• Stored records
* * *

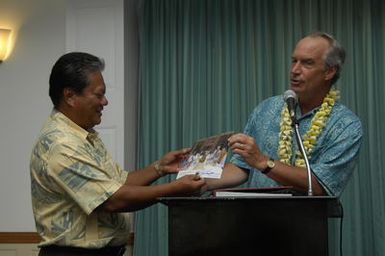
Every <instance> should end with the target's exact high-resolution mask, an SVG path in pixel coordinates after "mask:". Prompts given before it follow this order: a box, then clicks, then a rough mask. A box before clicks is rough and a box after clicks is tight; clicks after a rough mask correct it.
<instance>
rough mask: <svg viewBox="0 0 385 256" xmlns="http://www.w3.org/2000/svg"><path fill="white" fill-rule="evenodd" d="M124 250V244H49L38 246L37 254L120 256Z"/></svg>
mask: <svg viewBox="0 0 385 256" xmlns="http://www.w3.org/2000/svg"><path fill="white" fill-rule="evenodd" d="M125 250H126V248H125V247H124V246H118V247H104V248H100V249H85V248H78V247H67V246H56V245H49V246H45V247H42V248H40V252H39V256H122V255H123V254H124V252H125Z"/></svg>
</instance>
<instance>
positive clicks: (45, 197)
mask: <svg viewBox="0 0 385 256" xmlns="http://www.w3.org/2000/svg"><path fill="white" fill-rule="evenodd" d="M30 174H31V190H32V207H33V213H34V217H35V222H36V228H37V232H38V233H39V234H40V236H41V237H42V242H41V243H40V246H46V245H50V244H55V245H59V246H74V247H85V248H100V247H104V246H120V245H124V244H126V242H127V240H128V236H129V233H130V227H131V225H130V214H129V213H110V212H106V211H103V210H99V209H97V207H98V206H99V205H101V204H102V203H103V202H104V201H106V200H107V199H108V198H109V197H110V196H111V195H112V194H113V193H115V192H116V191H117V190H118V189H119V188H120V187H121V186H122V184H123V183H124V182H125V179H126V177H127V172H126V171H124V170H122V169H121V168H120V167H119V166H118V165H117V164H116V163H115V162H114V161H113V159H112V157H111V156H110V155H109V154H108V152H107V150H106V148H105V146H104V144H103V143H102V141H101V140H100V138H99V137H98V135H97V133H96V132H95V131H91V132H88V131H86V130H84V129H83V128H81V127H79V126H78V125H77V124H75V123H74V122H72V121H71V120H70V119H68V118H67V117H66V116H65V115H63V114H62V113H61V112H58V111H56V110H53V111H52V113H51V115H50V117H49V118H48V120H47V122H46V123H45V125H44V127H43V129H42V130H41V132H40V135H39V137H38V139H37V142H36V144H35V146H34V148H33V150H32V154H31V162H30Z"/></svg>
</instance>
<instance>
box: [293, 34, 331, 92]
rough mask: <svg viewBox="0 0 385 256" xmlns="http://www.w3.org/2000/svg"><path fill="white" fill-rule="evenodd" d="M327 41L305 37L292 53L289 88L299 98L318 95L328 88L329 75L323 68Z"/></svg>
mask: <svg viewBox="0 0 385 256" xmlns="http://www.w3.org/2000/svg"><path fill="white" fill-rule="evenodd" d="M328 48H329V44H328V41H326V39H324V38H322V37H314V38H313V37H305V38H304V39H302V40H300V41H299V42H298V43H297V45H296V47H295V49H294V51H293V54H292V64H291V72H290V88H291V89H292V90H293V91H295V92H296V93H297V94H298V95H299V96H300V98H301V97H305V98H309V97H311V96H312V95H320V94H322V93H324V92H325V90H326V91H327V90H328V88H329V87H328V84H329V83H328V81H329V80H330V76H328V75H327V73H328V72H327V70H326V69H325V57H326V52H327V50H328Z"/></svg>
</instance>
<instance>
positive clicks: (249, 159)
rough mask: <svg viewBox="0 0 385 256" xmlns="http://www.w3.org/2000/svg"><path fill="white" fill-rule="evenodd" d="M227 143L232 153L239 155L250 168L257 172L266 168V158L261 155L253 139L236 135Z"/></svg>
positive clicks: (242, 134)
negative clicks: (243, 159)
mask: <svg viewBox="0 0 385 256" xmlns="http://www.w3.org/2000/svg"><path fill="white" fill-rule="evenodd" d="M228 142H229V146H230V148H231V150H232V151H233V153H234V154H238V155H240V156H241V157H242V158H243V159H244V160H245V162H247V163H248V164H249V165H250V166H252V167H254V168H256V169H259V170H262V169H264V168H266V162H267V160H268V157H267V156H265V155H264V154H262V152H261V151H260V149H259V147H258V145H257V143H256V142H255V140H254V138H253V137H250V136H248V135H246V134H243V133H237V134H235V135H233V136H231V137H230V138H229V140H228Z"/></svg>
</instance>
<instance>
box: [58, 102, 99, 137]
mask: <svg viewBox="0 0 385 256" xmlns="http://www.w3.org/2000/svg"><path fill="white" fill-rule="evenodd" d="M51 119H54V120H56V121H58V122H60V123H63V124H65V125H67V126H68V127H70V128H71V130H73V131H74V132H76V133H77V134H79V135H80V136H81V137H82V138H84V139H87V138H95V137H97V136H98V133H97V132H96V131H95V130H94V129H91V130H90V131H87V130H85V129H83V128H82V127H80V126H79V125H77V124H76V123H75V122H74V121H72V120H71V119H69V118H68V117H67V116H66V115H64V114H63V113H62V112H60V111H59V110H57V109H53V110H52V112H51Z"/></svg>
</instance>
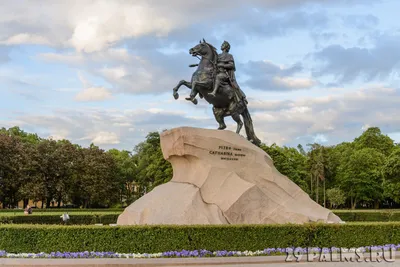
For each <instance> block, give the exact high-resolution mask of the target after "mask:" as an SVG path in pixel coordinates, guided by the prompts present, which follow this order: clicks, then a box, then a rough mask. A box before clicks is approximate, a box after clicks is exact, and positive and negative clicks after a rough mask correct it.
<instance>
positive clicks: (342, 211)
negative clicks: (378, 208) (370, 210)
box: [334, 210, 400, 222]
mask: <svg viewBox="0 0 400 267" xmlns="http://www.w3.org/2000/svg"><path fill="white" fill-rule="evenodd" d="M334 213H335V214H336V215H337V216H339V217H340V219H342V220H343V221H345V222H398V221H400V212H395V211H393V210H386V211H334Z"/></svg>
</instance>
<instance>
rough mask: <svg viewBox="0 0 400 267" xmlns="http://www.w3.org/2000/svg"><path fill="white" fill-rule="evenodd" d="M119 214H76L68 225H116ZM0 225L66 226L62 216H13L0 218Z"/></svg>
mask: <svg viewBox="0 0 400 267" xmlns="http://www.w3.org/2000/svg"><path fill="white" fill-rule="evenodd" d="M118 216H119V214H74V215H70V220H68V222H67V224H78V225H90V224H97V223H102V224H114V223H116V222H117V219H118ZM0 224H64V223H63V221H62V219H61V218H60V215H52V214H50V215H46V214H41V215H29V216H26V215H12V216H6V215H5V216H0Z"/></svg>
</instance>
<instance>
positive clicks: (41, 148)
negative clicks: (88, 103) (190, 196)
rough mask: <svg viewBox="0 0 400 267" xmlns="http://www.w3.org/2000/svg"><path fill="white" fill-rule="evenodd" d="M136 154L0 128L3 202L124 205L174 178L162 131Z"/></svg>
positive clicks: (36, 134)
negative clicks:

* * *

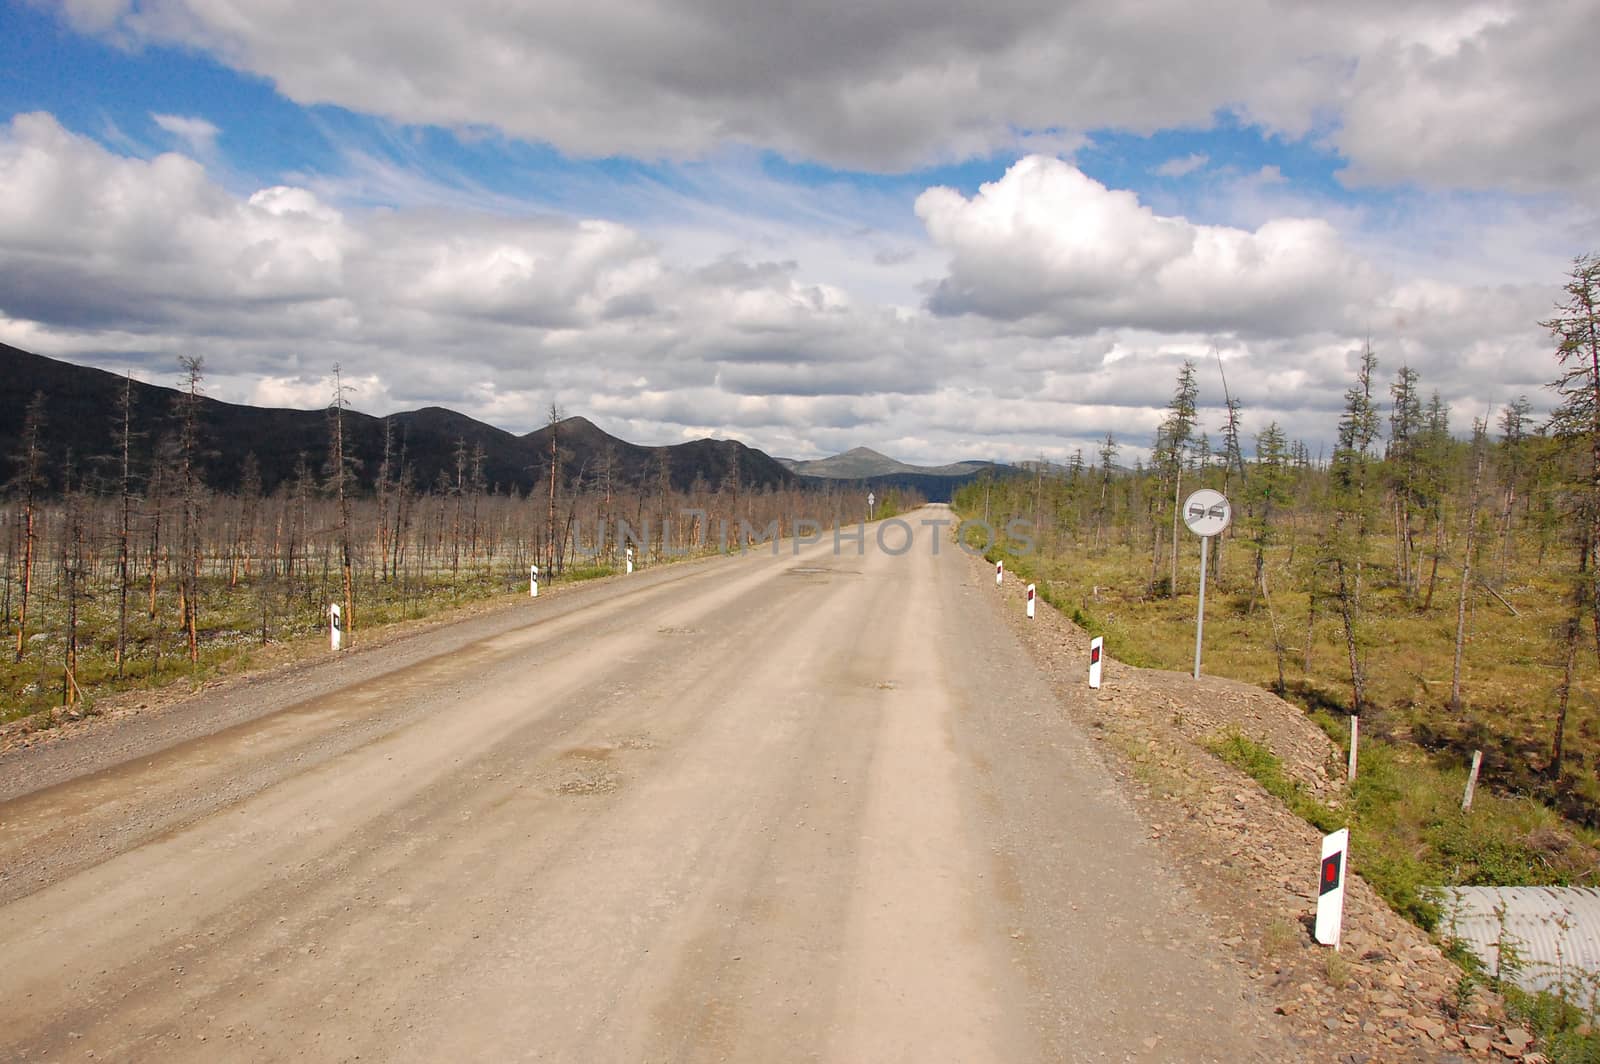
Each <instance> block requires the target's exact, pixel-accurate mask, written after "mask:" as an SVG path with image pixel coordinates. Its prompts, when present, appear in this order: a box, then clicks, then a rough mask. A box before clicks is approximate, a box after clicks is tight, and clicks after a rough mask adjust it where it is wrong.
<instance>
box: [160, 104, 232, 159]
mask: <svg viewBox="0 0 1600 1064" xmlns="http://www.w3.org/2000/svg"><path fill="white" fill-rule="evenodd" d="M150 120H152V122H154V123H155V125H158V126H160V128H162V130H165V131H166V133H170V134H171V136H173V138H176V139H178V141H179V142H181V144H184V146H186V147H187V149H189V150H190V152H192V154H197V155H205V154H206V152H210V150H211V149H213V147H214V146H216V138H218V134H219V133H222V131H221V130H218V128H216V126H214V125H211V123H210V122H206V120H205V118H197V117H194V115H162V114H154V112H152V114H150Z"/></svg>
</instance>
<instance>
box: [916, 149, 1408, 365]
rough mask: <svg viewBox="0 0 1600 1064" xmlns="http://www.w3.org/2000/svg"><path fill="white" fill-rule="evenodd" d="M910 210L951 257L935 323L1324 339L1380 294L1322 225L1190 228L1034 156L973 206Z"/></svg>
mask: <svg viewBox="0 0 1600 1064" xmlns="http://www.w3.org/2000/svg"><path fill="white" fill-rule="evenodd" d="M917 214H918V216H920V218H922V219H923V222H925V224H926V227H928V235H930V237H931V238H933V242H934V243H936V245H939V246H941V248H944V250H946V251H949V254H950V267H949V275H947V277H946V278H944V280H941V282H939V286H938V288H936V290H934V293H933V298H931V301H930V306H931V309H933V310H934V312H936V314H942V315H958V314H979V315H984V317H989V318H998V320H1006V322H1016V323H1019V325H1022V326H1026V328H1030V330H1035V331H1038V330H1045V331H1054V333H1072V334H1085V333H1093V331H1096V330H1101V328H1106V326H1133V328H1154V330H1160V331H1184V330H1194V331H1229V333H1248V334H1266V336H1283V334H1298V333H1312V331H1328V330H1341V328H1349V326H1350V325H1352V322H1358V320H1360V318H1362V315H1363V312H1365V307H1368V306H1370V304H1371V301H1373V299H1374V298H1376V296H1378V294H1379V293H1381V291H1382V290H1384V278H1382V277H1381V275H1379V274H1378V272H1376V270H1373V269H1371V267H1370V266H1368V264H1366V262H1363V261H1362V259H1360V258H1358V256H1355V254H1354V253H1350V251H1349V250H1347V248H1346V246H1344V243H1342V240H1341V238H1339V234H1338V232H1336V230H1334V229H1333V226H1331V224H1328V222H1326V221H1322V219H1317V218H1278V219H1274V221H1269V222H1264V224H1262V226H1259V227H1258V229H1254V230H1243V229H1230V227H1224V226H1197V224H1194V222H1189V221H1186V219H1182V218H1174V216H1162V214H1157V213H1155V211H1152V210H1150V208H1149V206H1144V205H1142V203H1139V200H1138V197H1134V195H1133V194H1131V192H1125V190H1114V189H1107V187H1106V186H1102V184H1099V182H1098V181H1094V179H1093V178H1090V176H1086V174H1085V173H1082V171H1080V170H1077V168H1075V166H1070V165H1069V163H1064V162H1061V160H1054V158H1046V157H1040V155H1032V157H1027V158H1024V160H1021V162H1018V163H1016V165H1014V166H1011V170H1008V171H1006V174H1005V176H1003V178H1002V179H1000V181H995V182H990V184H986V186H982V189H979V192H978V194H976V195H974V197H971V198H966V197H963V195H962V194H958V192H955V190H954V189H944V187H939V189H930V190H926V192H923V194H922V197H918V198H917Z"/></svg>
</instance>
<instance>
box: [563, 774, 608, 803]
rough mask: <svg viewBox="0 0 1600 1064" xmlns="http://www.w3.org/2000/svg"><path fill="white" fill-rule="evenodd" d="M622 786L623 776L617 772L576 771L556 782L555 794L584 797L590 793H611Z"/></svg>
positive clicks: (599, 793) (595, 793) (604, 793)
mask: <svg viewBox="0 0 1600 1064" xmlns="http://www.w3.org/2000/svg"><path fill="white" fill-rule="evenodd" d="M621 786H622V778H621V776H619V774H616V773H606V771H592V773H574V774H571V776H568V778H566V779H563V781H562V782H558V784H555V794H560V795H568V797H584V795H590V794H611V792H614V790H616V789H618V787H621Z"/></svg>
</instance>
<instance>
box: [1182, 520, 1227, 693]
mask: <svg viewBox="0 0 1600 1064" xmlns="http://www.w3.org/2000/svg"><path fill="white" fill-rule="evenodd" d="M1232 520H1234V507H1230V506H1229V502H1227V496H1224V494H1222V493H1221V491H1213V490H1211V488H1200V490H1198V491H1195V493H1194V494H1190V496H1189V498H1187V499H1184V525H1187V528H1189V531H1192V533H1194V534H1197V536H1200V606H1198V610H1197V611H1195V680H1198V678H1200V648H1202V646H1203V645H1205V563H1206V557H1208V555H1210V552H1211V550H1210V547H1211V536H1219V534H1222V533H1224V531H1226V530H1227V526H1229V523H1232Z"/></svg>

* * *

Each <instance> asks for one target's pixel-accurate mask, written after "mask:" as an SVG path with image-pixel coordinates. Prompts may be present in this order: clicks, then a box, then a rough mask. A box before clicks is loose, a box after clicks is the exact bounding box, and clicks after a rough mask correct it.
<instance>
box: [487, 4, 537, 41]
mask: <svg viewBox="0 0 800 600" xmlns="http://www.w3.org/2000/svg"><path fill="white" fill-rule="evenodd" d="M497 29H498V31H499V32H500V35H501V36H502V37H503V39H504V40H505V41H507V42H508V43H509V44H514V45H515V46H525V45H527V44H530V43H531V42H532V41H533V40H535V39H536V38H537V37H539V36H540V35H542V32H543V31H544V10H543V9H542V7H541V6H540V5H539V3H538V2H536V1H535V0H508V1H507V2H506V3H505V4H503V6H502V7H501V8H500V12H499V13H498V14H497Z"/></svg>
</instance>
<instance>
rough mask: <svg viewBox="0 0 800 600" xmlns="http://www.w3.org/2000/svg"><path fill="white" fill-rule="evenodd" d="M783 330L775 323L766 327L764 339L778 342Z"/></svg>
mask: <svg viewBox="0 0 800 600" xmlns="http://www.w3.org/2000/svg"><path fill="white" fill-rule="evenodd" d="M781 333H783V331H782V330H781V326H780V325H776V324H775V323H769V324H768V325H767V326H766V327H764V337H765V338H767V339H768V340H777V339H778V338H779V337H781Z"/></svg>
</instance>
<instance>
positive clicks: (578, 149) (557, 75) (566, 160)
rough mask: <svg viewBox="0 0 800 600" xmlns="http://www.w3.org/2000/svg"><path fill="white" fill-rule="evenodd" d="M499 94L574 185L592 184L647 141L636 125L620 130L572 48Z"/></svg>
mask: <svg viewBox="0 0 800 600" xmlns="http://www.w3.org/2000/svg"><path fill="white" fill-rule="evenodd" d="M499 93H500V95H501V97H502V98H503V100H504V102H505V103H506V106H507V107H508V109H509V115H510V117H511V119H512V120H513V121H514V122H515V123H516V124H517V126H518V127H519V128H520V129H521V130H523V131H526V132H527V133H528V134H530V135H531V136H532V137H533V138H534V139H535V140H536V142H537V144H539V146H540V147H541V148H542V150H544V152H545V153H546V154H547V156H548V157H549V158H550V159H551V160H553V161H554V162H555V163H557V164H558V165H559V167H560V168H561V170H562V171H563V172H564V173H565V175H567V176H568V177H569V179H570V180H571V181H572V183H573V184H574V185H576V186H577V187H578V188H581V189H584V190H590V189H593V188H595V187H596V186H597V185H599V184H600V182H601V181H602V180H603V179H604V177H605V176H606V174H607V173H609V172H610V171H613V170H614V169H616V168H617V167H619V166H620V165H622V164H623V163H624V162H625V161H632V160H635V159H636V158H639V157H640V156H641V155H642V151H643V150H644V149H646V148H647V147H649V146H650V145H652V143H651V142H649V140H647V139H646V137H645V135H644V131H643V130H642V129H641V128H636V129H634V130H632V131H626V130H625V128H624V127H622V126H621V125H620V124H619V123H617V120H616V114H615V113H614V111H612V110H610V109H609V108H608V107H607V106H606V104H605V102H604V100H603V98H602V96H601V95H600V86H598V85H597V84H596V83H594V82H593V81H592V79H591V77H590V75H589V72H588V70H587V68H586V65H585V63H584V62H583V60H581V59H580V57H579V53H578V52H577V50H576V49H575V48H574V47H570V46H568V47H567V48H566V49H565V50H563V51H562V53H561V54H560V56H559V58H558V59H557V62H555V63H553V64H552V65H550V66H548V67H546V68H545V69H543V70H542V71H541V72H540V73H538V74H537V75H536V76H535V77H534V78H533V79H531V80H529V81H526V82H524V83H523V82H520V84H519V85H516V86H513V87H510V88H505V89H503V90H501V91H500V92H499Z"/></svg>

* * *

• Task details
Looking at the entries above, determine how many lines contain the word "block" and state only that number.

• Output for this task
2